Toutefois, si le cadre intellectuel de la sociologie française du travail a été adopté ailleurs dans le monde (principalement dans l'espace latin : Italie, Espagne, Amérique latine), il n'a pas un caractère universel. Ainsi, on trouve en ses lieu et place dans les pays anglo-saxons une « sociologie industrielle » (industrialsociology), et cette nuance n'est pas sans importance. Au-delà de la « sociologie du travail » stricto sensu, il convient donc de s'interroger sur le traitement sociologique de la question du travail, ce qui nécessite de couvrir un temps et un espace plus larges.

##############################

Consigne 1>
Dans les entrées, mets à jour uniquement les lignes allant de celle qui contient « of radish present in the scene above. » jusqu'à la fin des entrées, bornes comprises. Remplace « Dataset curation step » par « Annotation step » sans rien modifier d'autre.
Les entrées qui suivent n'ont aucun lien avec ce texte.

Entrées fournies>

##############################

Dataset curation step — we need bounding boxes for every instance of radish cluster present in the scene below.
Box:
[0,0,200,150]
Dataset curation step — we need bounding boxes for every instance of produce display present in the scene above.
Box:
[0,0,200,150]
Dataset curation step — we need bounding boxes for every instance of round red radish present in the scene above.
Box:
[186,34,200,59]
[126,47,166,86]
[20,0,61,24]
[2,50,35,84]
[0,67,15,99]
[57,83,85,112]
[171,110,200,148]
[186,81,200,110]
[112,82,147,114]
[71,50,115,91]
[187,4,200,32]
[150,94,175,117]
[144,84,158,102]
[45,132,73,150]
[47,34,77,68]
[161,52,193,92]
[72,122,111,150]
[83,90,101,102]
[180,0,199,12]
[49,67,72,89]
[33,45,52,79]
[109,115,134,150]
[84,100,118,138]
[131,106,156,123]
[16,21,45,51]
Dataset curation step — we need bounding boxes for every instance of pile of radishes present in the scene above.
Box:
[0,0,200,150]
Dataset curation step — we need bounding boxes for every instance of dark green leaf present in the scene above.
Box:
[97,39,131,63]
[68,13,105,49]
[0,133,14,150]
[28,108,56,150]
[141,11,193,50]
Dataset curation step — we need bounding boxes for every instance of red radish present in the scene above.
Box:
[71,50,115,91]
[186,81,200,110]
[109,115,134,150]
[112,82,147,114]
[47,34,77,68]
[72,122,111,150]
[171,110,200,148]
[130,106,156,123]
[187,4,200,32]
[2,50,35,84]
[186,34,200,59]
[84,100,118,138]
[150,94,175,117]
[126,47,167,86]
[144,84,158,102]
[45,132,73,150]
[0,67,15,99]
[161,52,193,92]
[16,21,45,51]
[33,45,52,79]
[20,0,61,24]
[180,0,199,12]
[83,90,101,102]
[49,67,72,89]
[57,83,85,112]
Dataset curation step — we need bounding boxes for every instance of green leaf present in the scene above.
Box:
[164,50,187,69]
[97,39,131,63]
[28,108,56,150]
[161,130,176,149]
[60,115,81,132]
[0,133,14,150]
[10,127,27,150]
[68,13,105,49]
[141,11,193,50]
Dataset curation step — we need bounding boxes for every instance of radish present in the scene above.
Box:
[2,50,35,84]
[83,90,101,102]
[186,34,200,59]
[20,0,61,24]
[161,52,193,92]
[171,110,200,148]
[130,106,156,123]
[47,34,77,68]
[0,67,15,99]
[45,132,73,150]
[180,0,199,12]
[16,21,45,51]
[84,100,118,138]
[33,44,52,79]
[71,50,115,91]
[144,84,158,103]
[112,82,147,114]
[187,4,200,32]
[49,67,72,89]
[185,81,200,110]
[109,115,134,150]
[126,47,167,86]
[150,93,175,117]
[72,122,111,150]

##############################

Consigne 2>
Recopie le passage du texte sur la sociologie du travail situé entre « Toutefois, si le » et « espace plus larges. », inclus.

Réponse 1>
Annotation step — we need bounding boxes for every instance of radish present in the scene above.
Box:
[2,50,35,84]
[83,90,101,102]
[186,34,200,59]
[20,0,61,24]
[161,52,193,92]
[171,110,200,148]
[130,106,156,123]
[47,34,77,68]
[0,67,15,99]
[45,132,73,150]
[180,0,199,12]
[16,21,45,51]
[84,100,118,138]
[33,44,52,79]
[71,50,115,91]
[144,84,158,103]
[112,82,147,114]
[187,4,200,32]
[49,67,72,89]
[185,81,200,110]
[109,115,134,150]
[126,47,167,86]
[150,93,175,117]
[72,122,111,150]

Réponse 2>
Toutefois, si le cadre intellectuel de la sociologie française du travail a été adopté ailleurs dans le monde (principalement dans l'espace latin : Italie, Espagne, Amérique latine), il n'a pas un caractère universel. Ainsi, on trouve en ses lieu et place dans les pays anglo-saxons une « sociologie industrielle » (industrialsociology), et cette nuance n'est pas sans importance. Au-delà de la « sociologie du travail » stricto sensu, il convient donc de s'interroger sur le traitement sociologique de la question du travail, ce qui nécessite de couvrir un temps et un espace plus larges.